> **WORK TO COMPLETE**:
Provide an exact reproduction of every entry.

> **Data items**:
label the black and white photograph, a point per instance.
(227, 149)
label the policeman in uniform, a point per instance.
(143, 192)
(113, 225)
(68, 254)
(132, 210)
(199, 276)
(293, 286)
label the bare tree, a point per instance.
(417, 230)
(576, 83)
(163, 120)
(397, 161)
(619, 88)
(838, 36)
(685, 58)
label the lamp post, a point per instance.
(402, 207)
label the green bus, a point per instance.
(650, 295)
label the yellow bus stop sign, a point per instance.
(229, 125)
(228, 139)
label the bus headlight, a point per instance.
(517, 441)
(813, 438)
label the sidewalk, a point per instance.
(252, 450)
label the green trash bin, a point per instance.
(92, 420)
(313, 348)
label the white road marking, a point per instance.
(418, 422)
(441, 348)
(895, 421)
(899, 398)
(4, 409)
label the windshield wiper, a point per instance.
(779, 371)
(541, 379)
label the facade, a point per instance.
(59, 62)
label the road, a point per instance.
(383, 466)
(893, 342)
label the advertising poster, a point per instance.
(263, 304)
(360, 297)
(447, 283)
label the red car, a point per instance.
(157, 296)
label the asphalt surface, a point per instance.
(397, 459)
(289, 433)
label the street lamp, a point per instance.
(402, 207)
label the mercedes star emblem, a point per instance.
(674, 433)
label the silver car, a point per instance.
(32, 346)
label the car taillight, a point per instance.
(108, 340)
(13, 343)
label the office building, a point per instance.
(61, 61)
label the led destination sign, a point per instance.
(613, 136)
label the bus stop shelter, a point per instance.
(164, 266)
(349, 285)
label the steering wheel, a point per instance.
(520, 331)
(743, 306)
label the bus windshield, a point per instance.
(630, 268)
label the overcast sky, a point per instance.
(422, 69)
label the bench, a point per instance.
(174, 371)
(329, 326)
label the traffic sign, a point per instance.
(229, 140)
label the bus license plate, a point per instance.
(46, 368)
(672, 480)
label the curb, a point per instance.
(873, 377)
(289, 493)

> **WRITTEN ANSWER**:
label the black and white photograph, a point per instance.
(227, 149)
label the policeman in uniform, a point per instance.
(143, 192)
(113, 225)
(68, 254)
(132, 210)
(199, 276)
(293, 286)
label the bare tree, a point per instance.
(417, 230)
(576, 83)
(163, 120)
(397, 161)
(619, 88)
(838, 36)
(685, 58)
label the lamp post, a point per instance.
(402, 207)
label the green bus, a point per instance.
(650, 295)
label the yellow bus stop sign, a point per instance.
(229, 125)
(228, 139)
label the bus headlight, a point per instance.
(517, 441)
(813, 438)
label the sidewalk, a point per instance.
(252, 450)
label the green trash bin, a point per instance.
(92, 420)
(313, 348)
label the white road marking, a point per instance.
(418, 422)
(441, 348)
(895, 421)
(899, 398)
(4, 409)
label the windshield wiper, a point per instance.
(779, 371)
(541, 379)
label the facade, a point per instance.
(59, 62)
label the road, a point per instance.
(383, 466)
(893, 342)
label the advertising poster, a point per instance.
(263, 304)
(360, 297)
(447, 283)
label the red car, a point per instance.
(157, 296)
label the asphalt surface, a point per instance.
(397, 459)
(289, 433)
label the street lamp, a point per instance.
(402, 207)
label the mercedes star emblem, a point per instance.
(674, 433)
label the silver car, a point per instance.
(32, 346)
label the car taillight, a point per instance.
(108, 340)
(13, 343)
label the office building, a point per instance.
(61, 61)
label the led destination sign, a point per instance.
(613, 136)
label the bus stop shelter, a point per instance.
(164, 266)
(349, 285)
label the steering wheel, a point per instance.
(520, 331)
(743, 306)
label the bus windshield, a point per instance.
(630, 268)
label the overcast sky, a point per instance.
(422, 69)
label the bench, a point per instance.
(174, 371)
(329, 326)
label the traffic sign, a point per instance.
(229, 140)
label the bus license plate, a point per instance.
(46, 368)
(672, 480)
label the curb, a point per instance.
(873, 377)
(289, 493)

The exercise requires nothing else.